***** Selected excerpt *****
From textiles to diplomacy: Dr John A E Cockcroft, aged 75

A MEMBER of one of Todmorden's oldest established families has died.

Dr John A E Cockcroft, whose uncle was Sir John Cockcroft, winner of the Nobel Prize in Physics in 1951, passed away in Leeds General Hospital earlier this month.

Dr Cockcroft was born in Walsden in August 1934.

His father was Eric W Cockcroft OBE and his mother was Haidee (nee Sutcliffe). Dr Cockcroft grew up alongside his sister, Christine.

His father was very well known in the Lancashire textile trade, being chairman of the British Textile Employers Association.

The Cockcroft family arrived in 400AD, moved on to the Wakefield area before 1000 and from there to the Calder Valley.

They became established in crofting and later the town's mills, employing hundreds of thousands of people over the years.

It established the family's strong lasting and ongoing links with the Todmorden area.
***** Records supplied *****
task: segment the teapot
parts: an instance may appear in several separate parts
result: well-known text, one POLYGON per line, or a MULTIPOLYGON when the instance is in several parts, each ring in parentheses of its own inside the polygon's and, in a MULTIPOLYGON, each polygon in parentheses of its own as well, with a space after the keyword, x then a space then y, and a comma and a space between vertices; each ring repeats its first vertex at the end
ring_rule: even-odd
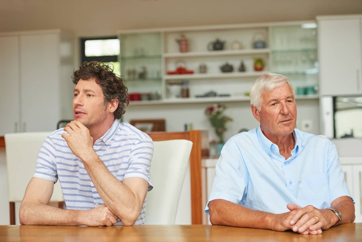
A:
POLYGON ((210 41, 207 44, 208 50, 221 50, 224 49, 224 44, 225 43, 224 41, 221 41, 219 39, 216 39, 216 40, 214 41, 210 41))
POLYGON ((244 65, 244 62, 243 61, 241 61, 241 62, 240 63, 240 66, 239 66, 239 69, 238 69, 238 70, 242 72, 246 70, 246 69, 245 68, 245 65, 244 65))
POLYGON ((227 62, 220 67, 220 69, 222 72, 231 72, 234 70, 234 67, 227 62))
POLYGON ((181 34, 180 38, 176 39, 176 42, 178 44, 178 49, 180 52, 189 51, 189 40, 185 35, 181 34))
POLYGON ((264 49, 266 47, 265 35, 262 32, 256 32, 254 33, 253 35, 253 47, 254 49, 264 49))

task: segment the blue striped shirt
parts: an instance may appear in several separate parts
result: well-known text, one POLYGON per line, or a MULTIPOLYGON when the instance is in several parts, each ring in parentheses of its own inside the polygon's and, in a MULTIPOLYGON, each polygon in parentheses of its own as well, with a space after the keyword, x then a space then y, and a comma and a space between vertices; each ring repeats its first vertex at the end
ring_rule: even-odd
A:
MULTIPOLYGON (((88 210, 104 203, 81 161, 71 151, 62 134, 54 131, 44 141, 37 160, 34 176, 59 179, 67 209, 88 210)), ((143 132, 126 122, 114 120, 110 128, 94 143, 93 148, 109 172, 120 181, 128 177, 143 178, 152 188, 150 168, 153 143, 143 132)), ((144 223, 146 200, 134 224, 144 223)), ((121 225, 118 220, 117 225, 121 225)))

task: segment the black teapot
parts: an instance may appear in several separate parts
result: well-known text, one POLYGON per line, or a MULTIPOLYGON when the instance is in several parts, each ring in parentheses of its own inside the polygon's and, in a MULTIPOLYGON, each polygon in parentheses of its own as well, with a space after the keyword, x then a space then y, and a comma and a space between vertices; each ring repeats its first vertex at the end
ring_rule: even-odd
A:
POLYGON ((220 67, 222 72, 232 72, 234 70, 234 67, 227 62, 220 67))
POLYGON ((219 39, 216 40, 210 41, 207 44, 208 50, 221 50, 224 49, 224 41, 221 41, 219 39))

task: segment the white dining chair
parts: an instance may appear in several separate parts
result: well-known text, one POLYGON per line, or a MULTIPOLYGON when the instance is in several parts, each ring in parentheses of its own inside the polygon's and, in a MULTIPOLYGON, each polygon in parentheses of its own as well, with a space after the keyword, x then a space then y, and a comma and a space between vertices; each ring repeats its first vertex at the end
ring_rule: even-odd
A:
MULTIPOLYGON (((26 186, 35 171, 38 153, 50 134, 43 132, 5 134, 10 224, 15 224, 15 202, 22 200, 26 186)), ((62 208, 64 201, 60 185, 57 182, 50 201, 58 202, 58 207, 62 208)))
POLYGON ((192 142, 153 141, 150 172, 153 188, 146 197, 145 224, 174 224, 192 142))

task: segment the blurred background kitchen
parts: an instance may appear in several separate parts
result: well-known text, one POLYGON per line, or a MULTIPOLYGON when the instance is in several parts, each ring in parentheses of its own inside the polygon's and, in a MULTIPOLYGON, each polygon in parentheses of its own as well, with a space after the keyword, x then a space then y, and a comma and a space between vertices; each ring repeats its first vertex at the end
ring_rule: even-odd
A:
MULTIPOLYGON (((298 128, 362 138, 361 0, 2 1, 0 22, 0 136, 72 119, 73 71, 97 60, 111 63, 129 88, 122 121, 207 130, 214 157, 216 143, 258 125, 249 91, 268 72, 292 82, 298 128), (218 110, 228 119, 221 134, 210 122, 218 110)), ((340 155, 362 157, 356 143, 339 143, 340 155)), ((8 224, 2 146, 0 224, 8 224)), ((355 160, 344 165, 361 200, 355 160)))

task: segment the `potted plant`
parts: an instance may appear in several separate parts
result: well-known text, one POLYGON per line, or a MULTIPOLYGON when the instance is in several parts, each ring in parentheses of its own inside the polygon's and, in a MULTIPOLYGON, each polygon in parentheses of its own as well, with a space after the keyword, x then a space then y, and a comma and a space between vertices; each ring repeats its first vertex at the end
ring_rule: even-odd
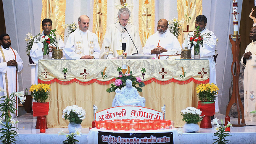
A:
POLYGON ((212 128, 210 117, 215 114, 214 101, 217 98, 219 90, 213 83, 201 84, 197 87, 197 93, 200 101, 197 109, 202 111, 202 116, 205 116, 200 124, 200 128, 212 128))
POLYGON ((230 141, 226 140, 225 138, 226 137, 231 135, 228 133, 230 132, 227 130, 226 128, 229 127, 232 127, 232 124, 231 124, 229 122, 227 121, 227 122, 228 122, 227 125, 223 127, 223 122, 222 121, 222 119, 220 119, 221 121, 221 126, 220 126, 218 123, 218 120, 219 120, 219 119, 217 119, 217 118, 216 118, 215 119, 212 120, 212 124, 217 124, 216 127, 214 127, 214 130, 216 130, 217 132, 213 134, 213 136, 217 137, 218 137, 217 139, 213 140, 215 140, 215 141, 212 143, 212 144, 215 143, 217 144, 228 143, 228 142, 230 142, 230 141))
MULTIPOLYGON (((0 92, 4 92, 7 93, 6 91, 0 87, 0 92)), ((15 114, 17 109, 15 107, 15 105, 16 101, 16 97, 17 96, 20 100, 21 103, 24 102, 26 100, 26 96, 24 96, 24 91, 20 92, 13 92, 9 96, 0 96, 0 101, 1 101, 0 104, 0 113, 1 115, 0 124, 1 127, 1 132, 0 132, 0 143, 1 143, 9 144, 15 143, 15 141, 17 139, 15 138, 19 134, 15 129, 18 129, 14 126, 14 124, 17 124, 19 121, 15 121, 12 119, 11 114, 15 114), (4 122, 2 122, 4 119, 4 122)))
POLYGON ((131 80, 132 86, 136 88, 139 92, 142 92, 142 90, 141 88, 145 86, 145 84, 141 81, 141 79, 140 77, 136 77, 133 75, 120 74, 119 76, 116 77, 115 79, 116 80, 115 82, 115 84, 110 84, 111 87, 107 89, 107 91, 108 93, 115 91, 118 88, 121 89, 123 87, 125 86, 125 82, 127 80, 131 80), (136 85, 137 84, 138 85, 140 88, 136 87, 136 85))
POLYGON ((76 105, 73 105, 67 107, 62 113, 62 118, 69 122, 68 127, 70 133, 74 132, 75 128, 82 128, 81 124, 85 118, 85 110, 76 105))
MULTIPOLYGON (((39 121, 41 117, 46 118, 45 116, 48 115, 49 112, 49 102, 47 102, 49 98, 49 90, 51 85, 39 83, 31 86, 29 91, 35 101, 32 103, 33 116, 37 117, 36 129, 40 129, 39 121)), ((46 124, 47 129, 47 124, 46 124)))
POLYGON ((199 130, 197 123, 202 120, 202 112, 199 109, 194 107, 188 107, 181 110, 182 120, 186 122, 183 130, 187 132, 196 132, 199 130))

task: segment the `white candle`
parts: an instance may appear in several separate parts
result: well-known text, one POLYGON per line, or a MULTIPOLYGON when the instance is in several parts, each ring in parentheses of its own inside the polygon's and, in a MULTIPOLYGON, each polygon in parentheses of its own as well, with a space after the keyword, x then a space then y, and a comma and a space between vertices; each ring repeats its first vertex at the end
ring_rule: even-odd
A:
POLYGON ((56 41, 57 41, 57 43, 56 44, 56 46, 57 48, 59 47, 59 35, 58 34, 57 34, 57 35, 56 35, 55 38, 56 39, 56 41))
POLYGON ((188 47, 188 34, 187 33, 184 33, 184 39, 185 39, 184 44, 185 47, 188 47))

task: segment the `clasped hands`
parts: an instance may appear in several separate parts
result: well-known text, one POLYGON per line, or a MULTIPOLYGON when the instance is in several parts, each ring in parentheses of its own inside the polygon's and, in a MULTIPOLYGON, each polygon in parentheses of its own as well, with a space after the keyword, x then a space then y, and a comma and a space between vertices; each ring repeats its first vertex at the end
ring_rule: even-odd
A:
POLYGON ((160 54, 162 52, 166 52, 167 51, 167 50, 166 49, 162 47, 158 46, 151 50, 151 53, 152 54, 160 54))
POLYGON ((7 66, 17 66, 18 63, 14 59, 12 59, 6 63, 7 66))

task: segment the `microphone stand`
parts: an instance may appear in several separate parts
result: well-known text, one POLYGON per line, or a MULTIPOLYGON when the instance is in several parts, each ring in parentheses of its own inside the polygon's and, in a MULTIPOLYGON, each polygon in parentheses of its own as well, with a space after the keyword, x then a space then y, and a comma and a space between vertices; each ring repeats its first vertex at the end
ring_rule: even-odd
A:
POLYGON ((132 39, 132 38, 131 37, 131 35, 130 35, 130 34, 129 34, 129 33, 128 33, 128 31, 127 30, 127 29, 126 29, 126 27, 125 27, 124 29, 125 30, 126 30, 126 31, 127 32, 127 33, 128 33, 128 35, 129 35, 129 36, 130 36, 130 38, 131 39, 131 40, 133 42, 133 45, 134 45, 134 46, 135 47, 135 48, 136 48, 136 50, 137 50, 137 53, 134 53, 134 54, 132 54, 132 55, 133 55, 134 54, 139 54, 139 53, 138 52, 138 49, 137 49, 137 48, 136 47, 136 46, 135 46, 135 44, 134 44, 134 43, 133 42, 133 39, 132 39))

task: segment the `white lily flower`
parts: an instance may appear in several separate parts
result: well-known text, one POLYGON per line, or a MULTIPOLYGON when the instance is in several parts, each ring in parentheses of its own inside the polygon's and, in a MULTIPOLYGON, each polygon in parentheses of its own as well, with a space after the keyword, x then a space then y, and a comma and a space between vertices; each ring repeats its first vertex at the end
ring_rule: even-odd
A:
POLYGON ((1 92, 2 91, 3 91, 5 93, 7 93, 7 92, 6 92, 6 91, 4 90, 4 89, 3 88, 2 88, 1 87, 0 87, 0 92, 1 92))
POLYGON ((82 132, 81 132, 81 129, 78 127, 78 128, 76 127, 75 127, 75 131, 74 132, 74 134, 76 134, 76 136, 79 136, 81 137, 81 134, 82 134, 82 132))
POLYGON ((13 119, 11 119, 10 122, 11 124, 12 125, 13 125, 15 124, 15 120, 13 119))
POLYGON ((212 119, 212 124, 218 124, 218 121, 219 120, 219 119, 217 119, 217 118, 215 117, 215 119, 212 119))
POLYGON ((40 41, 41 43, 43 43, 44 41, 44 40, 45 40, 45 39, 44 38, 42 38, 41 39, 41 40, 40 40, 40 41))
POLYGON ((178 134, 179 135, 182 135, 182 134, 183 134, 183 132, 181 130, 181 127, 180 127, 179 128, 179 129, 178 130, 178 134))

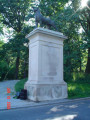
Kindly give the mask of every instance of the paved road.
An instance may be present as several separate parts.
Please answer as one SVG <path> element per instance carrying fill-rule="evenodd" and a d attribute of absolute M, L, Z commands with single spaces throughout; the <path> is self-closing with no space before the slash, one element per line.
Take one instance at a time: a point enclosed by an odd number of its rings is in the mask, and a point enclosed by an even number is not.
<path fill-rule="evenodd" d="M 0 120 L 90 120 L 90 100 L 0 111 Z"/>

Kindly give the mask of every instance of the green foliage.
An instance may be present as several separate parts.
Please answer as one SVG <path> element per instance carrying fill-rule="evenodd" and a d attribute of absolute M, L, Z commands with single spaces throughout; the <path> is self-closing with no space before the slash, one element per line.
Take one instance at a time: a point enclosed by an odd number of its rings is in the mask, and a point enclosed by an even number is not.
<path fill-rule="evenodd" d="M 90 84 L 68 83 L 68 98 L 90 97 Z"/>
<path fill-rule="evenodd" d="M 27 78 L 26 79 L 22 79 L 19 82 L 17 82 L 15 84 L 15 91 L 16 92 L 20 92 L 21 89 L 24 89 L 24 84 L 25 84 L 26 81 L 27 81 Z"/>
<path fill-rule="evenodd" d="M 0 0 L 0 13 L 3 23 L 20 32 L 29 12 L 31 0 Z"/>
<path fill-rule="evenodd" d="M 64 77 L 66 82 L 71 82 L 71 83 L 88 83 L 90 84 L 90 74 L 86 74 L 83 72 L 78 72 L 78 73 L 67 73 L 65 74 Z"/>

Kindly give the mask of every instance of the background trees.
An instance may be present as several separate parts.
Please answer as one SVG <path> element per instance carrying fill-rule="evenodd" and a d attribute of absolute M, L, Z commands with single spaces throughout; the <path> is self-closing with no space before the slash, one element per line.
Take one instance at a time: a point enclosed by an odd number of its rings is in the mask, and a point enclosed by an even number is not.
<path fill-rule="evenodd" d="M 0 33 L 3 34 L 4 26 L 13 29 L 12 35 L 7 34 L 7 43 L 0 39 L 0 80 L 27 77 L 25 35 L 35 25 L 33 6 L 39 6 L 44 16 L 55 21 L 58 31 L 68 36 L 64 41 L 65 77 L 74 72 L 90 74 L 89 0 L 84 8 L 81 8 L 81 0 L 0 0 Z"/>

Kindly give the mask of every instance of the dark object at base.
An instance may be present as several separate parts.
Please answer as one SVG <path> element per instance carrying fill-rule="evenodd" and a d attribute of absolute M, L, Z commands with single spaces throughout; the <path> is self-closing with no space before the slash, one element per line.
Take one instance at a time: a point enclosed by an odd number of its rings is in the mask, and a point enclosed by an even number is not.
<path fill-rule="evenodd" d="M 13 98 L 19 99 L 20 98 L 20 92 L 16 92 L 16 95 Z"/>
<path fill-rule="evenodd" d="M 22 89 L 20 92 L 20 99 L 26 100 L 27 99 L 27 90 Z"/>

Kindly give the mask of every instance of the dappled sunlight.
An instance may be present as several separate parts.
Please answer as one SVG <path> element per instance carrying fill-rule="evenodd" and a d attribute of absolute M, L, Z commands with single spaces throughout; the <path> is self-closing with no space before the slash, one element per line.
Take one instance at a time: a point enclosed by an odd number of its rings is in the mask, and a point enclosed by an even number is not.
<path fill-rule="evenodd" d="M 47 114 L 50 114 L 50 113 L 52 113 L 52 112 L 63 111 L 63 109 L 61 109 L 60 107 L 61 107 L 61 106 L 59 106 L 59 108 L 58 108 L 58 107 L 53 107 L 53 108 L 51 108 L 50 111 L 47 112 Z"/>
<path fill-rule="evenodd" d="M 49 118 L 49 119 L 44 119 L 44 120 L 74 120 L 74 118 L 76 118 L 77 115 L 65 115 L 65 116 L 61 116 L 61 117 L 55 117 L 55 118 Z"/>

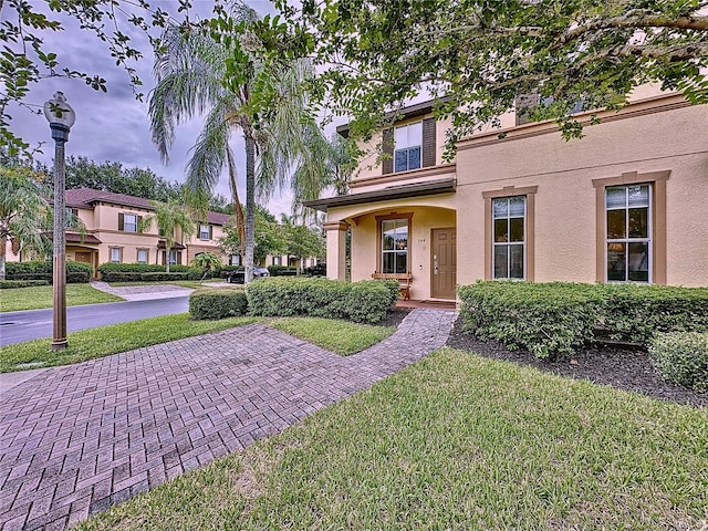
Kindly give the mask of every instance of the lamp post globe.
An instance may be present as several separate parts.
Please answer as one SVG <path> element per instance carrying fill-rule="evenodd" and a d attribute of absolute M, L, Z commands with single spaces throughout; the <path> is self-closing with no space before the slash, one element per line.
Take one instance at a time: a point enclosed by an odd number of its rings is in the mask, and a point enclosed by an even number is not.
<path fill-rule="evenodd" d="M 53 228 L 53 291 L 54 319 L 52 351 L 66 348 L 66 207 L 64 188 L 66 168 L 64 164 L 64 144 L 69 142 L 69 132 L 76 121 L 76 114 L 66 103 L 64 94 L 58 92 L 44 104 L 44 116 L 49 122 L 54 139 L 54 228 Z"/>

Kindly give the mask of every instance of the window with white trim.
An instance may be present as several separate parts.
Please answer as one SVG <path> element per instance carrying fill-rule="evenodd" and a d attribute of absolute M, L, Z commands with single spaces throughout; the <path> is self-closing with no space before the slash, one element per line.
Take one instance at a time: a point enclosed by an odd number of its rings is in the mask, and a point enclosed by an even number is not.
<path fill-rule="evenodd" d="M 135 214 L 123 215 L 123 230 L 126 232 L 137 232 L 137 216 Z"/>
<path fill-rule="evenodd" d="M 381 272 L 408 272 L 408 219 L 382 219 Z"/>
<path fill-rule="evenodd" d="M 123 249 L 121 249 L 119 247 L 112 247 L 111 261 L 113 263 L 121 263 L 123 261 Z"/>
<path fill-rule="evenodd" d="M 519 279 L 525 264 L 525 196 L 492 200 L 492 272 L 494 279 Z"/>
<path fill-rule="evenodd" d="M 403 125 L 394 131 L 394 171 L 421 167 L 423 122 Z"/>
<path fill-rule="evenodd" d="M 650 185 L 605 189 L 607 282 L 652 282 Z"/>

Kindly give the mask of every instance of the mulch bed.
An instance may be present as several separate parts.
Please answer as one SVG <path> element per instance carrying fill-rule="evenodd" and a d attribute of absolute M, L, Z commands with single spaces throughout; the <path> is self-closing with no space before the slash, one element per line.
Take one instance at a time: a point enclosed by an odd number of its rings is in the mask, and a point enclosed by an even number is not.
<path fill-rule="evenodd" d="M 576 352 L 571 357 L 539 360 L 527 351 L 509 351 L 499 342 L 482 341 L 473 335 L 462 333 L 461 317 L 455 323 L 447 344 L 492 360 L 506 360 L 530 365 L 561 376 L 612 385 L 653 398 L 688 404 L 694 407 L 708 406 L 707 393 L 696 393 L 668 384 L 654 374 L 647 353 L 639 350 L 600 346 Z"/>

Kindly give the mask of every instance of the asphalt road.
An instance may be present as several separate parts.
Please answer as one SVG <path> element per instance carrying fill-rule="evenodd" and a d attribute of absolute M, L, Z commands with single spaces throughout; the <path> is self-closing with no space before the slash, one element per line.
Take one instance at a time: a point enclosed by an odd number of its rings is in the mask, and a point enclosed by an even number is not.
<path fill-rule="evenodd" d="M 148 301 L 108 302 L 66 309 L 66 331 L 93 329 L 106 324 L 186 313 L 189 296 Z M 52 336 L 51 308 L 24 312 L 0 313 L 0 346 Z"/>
*****
Task description. Return everything in the Cockcroft obituary from "A MEMBER of" down to "his sister, Christine.", copied word for word.

Exercise answer.
A MEMBER of one of Todmorden's oldest established families has died.

Dr John A E Cockcroft, whose uncle was Sir John Cockcroft, winner of the Nobel Prize in Physics in 1951, passed away in Leeds General Hospital earlier this month.

Dr Cockcroft was born in Walsden in August 1934.

His father was Eric W Cockcroft OBE and his mother was Haidee (nee Sutcliffe). Dr Cockcroft grew up alongside his sister, Christine.